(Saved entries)
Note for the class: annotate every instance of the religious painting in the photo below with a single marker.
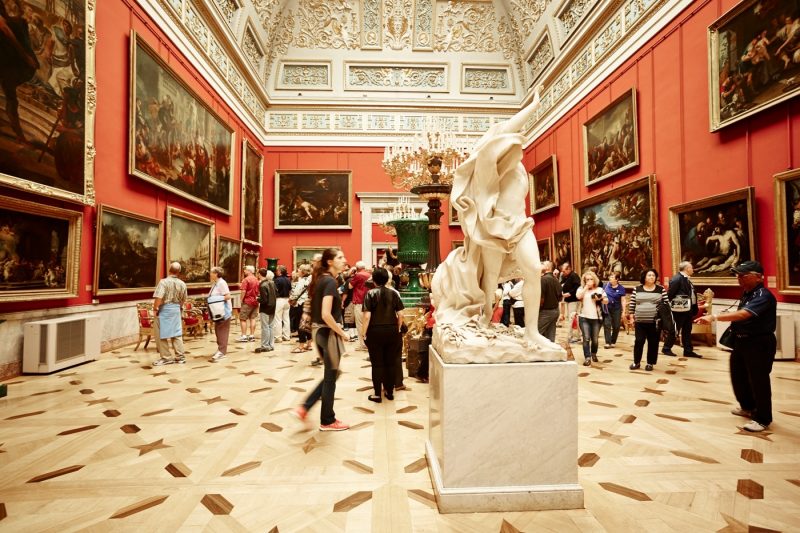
(787, 223)
(252, 179)
(544, 186)
(127, 254)
(714, 234)
(48, 109)
(304, 254)
(610, 140)
(39, 251)
(190, 242)
(754, 59)
(544, 249)
(177, 142)
(229, 258)
(562, 248)
(617, 231)
(313, 199)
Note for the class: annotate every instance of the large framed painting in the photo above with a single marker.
(229, 258)
(313, 199)
(544, 185)
(39, 251)
(753, 61)
(47, 124)
(610, 140)
(190, 241)
(304, 254)
(252, 179)
(177, 142)
(127, 255)
(787, 223)
(714, 234)
(617, 231)
(545, 247)
(562, 248)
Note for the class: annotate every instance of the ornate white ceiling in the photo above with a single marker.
(375, 68)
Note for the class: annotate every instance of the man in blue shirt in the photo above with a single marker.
(754, 345)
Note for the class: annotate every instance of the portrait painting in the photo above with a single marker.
(39, 251)
(127, 252)
(617, 231)
(176, 141)
(45, 123)
(229, 258)
(313, 199)
(714, 234)
(787, 224)
(544, 249)
(562, 247)
(190, 242)
(252, 178)
(302, 255)
(544, 186)
(610, 140)
(754, 59)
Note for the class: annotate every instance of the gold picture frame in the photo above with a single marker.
(59, 180)
(127, 255)
(190, 241)
(313, 199)
(630, 215)
(201, 171)
(48, 239)
(787, 224)
(543, 183)
(714, 234)
(252, 191)
(611, 140)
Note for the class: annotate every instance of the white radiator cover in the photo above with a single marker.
(52, 345)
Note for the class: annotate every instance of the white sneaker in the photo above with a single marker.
(754, 426)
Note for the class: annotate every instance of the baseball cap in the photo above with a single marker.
(748, 266)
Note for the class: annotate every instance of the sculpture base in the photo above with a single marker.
(503, 437)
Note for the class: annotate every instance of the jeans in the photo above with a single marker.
(590, 329)
(266, 330)
(611, 324)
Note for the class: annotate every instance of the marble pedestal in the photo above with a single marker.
(503, 437)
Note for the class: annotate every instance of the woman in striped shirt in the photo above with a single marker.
(643, 308)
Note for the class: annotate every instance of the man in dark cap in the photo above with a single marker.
(754, 344)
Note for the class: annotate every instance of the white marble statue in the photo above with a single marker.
(489, 193)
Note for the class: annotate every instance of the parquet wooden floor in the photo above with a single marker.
(117, 445)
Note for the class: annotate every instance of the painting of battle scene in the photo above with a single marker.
(252, 164)
(311, 199)
(176, 141)
(190, 241)
(128, 252)
(617, 231)
(714, 234)
(544, 186)
(610, 140)
(44, 124)
(39, 251)
(754, 59)
(229, 257)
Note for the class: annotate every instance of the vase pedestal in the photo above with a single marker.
(503, 437)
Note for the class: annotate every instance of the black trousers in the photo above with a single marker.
(385, 345)
(751, 365)
(646, 332)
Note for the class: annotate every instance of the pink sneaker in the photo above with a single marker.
(337, 425)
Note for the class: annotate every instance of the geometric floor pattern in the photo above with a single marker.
(118, 445)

## YOUR INSTRUCTIONS
Return the records above exactly, without the pictures.

## YOUR RESPONSE
Note for the class: annotate every instance of the religious painting in the photo below with a single marker.
(787, 223)
(252, 179)
(544, 186)
(127, 254)
(714, 234)
(48, 109)
(304, 254)
(610, 140)
(39, 251)
(190, 242)
(754, 59)
(544, 249)
(177, 142)
(229, 258)
(562, 248)
(617, 231)
(313, 199)
Note for the class: annotate every instance of the large framed painting in the photo above with a single marker.
(229, 258)
(313, 199)
(544, 185)
(39, 251)
(753, 61)
(47, 124)
(610, 140)
(190, 241)
(304, 254)
(252, 179)
(177, 142)
(127, 255)
(787, 223)
(714, 234)
(617, 231)
(545, 247)
(562, 248)
Note for the class: annotate every instance of the ornate white ceiling in the photo above with a single marker.
(375, 68)
Note for the class: annotate every instance of the man in blue shirt in the photo above with a single marker.
(754, 345)
Note for the class: annotate every instance of the portrait painting in the photo above with a single marker.
(39, 251)
(127, 252)
(617, 231)
(176, 141)
(45, 123)
(229, 258)
(313, 199)
(714, 234)
(787, 224)
(544, 249)
(562, 247)
(190, 242)
(252, 178)
(302, 255)
(544, 186)
(610, 140)
(754, 59)
Note for the class: annotate every instance of the gold picture frame in the photo above with a single marker.
(59, 180)
(127, 255)
(190, 241)
(313, 199)
(630, 215)
(201, 171)
(48, 239)
(787, 224)
(543, 183)
(714, 234)
(252, 191)
(611, 140)
Note for the class: annotate every instance of the white radiator cover in the photo above with a single marker.
(52, 345)
Note for the class: annotate every instance of the white sneaker in the photo above with a single marker.
(754, 426)
Note for the class: annotate every instance of the baseball cap in the photo above with a single marker.
(748, 266)
Note for the class: annotate every instance of the sculpture base in the photo above with a single marker.
(503, 437)
Note for the class: annotate every instance of the jeans in the photo above with a single marker.
(590, 329)
(266, 330)
(611, 324)
Note for the class: annotate every instance of the marble pedestal in the photo above with a single marker.
(503, 437)
Note for the class: annotate every instance of the woman in striped shirt in the photo above with a single marker.
(643, 308)
Note for the class: annotate every instance of the man in dark cap in the photo above with a single marker.
(754, 344)
Note for the class: annotate every instance of the white marble statue in the photo above with a single marker.
(489, 193)
Note for the class: annotate every instance of the parquet wooden floor in the photo above with a single marker.
(117, 445)
Note for the class: annotate every instance of the painting of battle scene in the photo above with a single marker.
(252, 164)
(311, 199)
(176, 141)
(190, 241)
(128, 252)
(617, 231)
(714, 234)
(544, 186)
(610, 140)
(44, 124)
(39, 251)
(754, 59)
(229, 257)
Note for the class: annotate every instance of the vase pedestal in the photo above with a single marker.
(503, 437)
Note for the class: annotate every instance of the black trousers in the photo above with a single marker.
(385, 345)
(751, 365)
(646, 332)
Note for the class: annotate every instance of the pink sneaker in the photo above with a single marker.
(337, 425)
Note for the class: annotate every instance of the geometric floor pattern in the photo above with a single marker.
(118, 445)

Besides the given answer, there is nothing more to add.